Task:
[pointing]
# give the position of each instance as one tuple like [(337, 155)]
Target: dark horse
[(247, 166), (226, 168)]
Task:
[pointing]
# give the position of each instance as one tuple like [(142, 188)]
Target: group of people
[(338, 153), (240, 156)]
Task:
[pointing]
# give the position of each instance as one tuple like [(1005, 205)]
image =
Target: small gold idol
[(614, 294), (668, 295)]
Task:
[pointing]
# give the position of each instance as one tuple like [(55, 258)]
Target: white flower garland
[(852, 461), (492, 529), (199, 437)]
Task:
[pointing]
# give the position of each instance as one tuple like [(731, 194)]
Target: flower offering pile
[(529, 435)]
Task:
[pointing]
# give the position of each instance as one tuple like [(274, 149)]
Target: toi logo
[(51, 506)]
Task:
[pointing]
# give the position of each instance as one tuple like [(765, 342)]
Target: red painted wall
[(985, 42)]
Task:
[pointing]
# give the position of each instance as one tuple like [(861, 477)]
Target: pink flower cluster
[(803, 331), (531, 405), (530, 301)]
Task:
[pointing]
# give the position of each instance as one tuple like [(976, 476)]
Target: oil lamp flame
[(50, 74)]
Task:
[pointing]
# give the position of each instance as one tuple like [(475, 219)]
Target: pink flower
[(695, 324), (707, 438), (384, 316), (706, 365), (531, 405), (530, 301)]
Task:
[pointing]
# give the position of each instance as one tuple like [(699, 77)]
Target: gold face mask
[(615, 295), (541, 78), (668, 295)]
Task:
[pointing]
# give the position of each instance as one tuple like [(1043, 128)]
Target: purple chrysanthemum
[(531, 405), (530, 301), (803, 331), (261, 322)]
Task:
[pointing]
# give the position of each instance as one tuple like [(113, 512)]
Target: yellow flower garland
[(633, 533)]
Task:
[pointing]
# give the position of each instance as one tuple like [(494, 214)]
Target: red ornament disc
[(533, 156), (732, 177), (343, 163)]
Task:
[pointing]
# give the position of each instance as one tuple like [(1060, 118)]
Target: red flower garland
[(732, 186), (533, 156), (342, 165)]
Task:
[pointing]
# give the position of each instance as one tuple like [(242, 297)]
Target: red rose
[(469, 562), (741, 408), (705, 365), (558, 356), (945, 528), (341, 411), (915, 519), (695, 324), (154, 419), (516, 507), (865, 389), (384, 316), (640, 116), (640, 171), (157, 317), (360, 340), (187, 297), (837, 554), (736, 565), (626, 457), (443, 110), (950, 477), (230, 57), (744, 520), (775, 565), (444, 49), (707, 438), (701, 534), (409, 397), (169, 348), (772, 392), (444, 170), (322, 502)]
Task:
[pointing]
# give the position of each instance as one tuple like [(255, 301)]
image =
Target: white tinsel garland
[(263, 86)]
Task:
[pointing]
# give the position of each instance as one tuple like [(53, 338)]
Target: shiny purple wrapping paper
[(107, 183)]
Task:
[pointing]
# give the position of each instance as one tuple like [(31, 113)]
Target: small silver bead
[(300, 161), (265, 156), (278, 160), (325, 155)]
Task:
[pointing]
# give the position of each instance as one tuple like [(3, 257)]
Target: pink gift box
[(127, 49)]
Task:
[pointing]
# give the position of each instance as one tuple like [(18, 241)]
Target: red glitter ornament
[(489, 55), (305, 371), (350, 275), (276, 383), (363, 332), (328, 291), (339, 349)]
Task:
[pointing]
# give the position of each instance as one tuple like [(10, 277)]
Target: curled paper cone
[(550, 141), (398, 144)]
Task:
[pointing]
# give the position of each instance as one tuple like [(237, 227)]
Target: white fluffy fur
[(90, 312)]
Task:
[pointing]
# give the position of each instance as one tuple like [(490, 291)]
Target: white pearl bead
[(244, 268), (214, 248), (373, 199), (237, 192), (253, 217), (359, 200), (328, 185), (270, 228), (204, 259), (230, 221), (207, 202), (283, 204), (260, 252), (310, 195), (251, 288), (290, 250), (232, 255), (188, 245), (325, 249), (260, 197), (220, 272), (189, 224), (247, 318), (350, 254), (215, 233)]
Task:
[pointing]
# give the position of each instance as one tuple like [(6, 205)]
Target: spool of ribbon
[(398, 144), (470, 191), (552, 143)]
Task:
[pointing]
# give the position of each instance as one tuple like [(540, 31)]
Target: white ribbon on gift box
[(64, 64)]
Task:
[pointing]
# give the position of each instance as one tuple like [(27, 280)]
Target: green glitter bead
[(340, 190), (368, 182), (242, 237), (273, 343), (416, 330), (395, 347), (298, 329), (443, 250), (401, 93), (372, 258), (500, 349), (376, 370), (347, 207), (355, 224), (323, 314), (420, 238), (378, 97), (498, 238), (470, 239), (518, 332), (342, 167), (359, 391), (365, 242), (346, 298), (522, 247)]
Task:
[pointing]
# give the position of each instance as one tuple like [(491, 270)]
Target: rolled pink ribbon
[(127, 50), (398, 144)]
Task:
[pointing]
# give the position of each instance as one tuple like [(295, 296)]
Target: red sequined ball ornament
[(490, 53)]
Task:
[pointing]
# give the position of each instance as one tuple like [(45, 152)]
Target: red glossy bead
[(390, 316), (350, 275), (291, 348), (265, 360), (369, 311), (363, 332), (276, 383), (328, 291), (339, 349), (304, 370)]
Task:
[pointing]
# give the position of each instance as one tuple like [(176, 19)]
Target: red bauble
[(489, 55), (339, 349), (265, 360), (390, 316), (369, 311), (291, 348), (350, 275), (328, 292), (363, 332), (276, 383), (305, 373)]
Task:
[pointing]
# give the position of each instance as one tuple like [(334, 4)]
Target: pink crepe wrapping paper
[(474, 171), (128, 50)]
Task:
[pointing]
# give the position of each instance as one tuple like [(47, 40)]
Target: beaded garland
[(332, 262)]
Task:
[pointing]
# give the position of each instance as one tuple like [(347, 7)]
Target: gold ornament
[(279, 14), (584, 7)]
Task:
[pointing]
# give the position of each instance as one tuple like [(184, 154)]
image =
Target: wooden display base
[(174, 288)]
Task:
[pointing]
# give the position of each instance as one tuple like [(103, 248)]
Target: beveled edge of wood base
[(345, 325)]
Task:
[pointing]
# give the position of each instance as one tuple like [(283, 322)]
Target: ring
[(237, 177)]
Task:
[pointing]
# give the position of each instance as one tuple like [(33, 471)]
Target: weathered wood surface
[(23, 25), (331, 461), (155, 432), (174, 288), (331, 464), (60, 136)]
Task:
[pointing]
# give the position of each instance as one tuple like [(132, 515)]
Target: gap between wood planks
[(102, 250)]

- _EXERCISE_:
The lines above should be duplicated exactly.

- _COMPLETED EXERCISE_:
Task:
[pointing]
# give the position of each instance as one tuple like [(337, 155)]
Target: dark horse
[(247, 166), (226, 168)]
Task:
[pointing]
# give the position of each instance as one tuple like [(142, 188)]
Target: group of people
[(338, 153), (240, 156)]
Task:
[pointing]
# give the position of each instance as one tuple like [(1005, 205)]
image =
Target: small gold idol
[(614, 294), (668, 295)]
Task:
[pointing]
# give the position of each instance as one tuple like [(55, 258)]
Target: white flower garland
[(852, 461), (492, 529), (199, 437)]
Task:
[pointing]
# give the position of each instance as one tuple like [(731, 194)]
Target: flower offering pile
[(529, 435)]
Task:
[pointing]
# give the position of each instance as one tuple like [(274, 149)]
Target: toi logo
[(51, 506)]
Task:
[pointing]
# give the position of each instance as one tuple like [(765, 342)]
Target: red painted wall
[(985, 42)]
Task:
[pointing]
# give the position of each instance as one tuple like [(861, 477)]
Target: pink flower cluster
[(803, 331), (531, 405), (530, 301)]
Task:
[pointing]
# give the position of each instance as one tuple like [(976, 476)]
Target: oil lamp flame
[(50, 74)]
Task:
[pointing]
# give the position of each instance as one tuple like [(475, 219)]
Target: pink flower
[(695, 324), (707, 438), (384, 316), (706, 365), (531, 405), (530, 301)]
Task:
[pointing]
# give the position of each instance as one tuple like [(699, 77)]
Target: gold face mask
[(615, 295), (541, 78), (668, 295)]
Task:
[pointing]
# give the position of each instance as one tuple like [(1043, 128)]
Target: purple chrysanthemum
[(531, 405), (530, 301), (803, 331), (261, 322)]
Task:
[pointing]
# give the position of each instance as one tuple like [(113, 512)]
Target: yellow flower garland
[(633, 533)]
Task:
[pointing]
# give the position of each instance as one tuple like [(494, 214)]
Target: red ornament disc
[(533, 156), (732, 177), (343, 163)]
Task:
[pointing]
# give the position of each instance as one tuple like [(1060, 118)]
Target: red flower garland
[(732, 186), (533, 156), (342, 165)]
Task:
[pointing]
# give the position of each instance as one tuple like [(242, 297)]
Target: red rose
[(469, 562), (741, 408), (705, 365), (558, 356), (945, 528), (341, 411), (915, 519), (695, 324), (154, 419), (516, 507), (865, 389), (384, 316), (640, 116), (640, 171), (157, 317), (360, 340), (187, 297), (837, 554), (736, 565), (626, 457), (443, 110), (950, 477), (230, 57), (744, 520), (775, 565), (444, 49), (707, 438), (701, 534), (409, 397), (169, 348), (772, 392), (444, 170), (322, 502)]
Task:
[pointing]
# give the position of each instance as one tuple like [(255, 301)]
image =
Target: white tinsel garland
[(263, 86)]
Task:
[pointing]
# give the position of each instance as one tuple like [(53, 338)]
Target: shiny purple wrapping paper
[(107, 183)]
Task:
[pointing]
# give the position of each instance as one tuple like [(31, 113)]
Target: small silver bead
[(300, 161), (265, 156), (278, 160), (325, 155)]
Task:
[pointing]
# give the position of each instance as one tuple like [(3, 257)]
Target: pink gift box
[(127, 49)]
Task:
[pointing]
# give the position of each instance as one tuple like [(18, 241)]
Target: red glitter ornament
[(489, 55), (305, 371), (350, 275), (276, 383), (363, 332), (328, 291), (339, 349)]
Task:
[pointing]
# give the position of each instance as one tuple like [(10, 277)]
Target: curled paper cone
[(550, 141), (398, 144)]
Task:
[pointing]
# give the position of each instance as one tuple like [(237, 227)]
Target: white fluffy fur
[(90, 312)]
Task:
[pointing]
# give the position of each instance as one tuple like [(490, 291)]
Target: white pearl bead
[(244, 268), (214, 248), (373, 199), (237, 192), (253, 217), (359, 200), (328, 185), (270, 228), (204, 259), (230, 221), (207, 202), (283, 204), (260, 252), (310, 195), (251, 288), (290, 250), (232, 255), (188, 245), (325, 249), (260, 197), (220, 272), (189, 224), (247, 318), (350, 254), (215, 233)]
Task:
[pointing]
# give the position of each instance as one tuple like [(6, 205)]
Target: spool of ribbon
[(398, 144), (470, 191), (552, 143)]
Task:
[pointing]
# give the position of each instance as one tuple like [(540, 31)]
Target: white ribbon on gift box
[(64, 64)]
Task:
[pointing]
# give the position of each instance as one tuple like [(27, 280)]
Target: green glitter bead
[(340, 190), (368, 182), (242, 237), (273, 343), (416, 330), (395, 347), (298, 329), (443, 250), (401, 93), (372, 258), (500, 349), (376, 370), (347, 207), (355, 224), (323, 314), (420, 238), (378, 97), (498, 238), (470, 239), (518, 332), (342, 167), (359, 391), (365, 242), (346, 298), (522, 247)]
Task:
[pointing]
# give the position of each instance as one tuple like [(491, 270)]
Target: rolled pink ribbon
[(127, 50), (398, 144)]
Task:
[pointing]
# give the position of each instance as one tuple like [(295, 296)]
Target: red sequined ball ornament
[(490, 53)]
Task:
[pointing]
# give the position of each instance as one tuple like [(45, 152)]
Target: red glossy bead
[(390, 316), (350, 275), (291, 348), (265, 360), (369, 311), (363, 332), (276, 383), (328, 291), (339, 349), (304, 370)]
Task:
[pointing]
# give the position of each instance as one tuple like [(176, 19)]
Target: red bauble
[(489, 55), (339, 349), (265, 360), (390, 316), (369, 311), (291, 348), (350, 275), (328, 292), (363, 332), (276, 383), (305, 373)]
Task:
[pointing]
# give the position of each instance as one tuple like [(334, 4)]
Target: pink crepe wrapping paper
[(474, 171), (128, 50)]
Task:
[pointing]
# give the position of each instance as one tuple like [(47, 40)]
Target: beaded garland
[(332, 262)]
Task:
[pointing]
# give the position of each instance as one tuple like [(347, 7)]
Target: gold ornament
[(279, 14), (584, 7)]
Task:
[pointing]
# give the position of each instance as one tuple like [(184, 154)]
image =
Target: wooden display base
[(174, 288)]
Task:
[pointing]
# give the position of each instance as one tuple like [(103, 248)]
Target: beveled edge of wood base
[(345, 325)]
Task:
[pointing]
# give the position of each instance as one tuple like [(283, 322)]
Target: ring
[(237, 177)]
Task:
[pointing]
# give the position of each instance as one tuple like [(33, 471)]
Target: weathered wood surface
[(23, 25), (331, 461), (155, 432), (174, 288), (331, 464), (60, 136)]
Task:
[pointing]
# give the position of each instance as one tuple like [(132, 515)]
Target: gap between wood planks
[(102, 250)]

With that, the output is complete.